**Given text**
Culture, Connectedness, Evaluation

Generating sustainable approaches to the evaluation of culture in its place.

Culture, Connectedness, Evaluation is a long-term research initiative delivered in partnership with People’s Palace Projects and Arts Council England. It seeks to generate robust evidence for the value of culture in east London and build skills, capacity and resources for evaluation in the sector. Drawing on an evaluation approach developed by PPP in collaboration with economists in Brazil, this project brings knowledge and paradigms from the Global South and applies them to evaluation practices and systems in east London. Stages in the project so far include:

  1. A pilot training scheme in 2021, delivered to a network of east London organisations – Artsadmin, Bow Arts, Donmar Warehouse, English National Ballet, Mile End Community Project, Spitalfields Music, and Whitechapel Gallery. 
  2. A consultation workshop with major funders and policy makers in the cultural arena including members of the DCMS culture team, Arts Council England, GLA, Tower Hamlets Council, Clore Leadership, Esmee Fairbairn, examining the systematic challenges of understanding and sharing the data generated through evaluations by cultural organisations. This aims to sustain this focus on evaluation through generating longitudinal evaluation projects with networks of east London cultural partners.

 

group of people at a workshop on evaluation techniques

Participants from east London organisations at the evaluation training workshop in 2021

The training introduced us to the macro concepts of evaluation through focussing us on specific examples from our organisations – this allowed us to engage in very directive thinking about outcomes, giving us tangible tools to carry out an evaluation project in the next phase of training. The sessions were also really clarifying in the way that they helped us see how other teams within our own organisations might need to approach/ think about the evaluation process very differently.
— Benjamin Lalague - English National Ballet
The programme has been a huge eye opener for me. … Our work in the community is constant, although we evaluate projects, time is one of our biggest barriers that stops us from carrying in depth evaluations. However, this programme has really made me think of the importance of evaluation and how it can be used in order to create further opportunities for our organisation but to also to better understand and grow as a community.

**Direction**
Revise the evaluation initiative text from "The training introduced" to "process very differently.", putting "practical tools" in place of "tangible tools".

**Dataset section**
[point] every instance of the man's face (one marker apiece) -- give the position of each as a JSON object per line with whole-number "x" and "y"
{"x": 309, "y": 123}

**The reply**
The training introduced us to the macro concepts of evaluation through focussing us on specific examples from our organisations – this allowed us to engage in very directive thinking about outcomes, giving us practical tools to carry out an evaluation project in the next phase of training. The sessions were also really clarifying in the way that they helped us see how other teams within our own organisations might need to approach/ think about the evaluation process very differently.